- Written exercise -
Rewrite the entries between the line containing "Review the photo and list every deer eye" and the line containing "[[716, 231, 754, 272], [492, 234, 531, 272]]", inclusive, with "bounding coordinates" replaced by "box coordinates" and nothing else changed.

- Dataset records -

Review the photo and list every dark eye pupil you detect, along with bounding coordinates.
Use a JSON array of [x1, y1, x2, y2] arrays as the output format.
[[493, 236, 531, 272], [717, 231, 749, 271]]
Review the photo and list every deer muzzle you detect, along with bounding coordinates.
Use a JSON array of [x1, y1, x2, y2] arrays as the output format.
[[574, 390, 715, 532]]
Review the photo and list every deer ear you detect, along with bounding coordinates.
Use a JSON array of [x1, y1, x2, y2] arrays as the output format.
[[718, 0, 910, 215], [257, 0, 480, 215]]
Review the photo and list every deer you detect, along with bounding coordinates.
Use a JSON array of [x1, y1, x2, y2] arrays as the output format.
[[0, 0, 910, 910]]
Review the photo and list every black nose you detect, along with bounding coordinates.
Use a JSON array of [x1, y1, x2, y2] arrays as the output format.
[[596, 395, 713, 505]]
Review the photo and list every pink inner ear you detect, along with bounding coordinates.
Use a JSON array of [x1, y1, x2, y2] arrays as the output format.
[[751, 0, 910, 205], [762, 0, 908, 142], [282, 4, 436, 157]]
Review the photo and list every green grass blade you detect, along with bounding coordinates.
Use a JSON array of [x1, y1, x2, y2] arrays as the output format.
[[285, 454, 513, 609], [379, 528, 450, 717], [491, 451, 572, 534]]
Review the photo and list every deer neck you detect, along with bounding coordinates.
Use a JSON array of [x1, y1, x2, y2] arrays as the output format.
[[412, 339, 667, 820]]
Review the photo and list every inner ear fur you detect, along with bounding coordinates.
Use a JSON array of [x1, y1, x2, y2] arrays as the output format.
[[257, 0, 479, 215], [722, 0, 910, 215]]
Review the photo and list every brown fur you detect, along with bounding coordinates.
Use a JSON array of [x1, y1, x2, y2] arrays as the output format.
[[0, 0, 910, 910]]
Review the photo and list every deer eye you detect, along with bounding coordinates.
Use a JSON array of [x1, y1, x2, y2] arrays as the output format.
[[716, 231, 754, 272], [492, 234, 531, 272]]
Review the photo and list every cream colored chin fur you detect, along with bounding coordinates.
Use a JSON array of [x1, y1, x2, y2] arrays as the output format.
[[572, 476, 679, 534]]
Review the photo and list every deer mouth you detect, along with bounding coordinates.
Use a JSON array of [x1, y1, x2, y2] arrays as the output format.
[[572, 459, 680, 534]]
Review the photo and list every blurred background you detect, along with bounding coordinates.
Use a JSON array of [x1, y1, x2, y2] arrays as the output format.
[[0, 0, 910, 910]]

...

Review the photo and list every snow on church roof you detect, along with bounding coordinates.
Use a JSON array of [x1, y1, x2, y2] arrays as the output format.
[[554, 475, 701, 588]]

- Response to this task -
Review the photo and list every deer eye you detect, along with box coordinates.
Use a JSON array of [x1, y1, x2, y2] arrays as the output format.
[[716, 231, 754, 272], [492, 234, 531, 272]]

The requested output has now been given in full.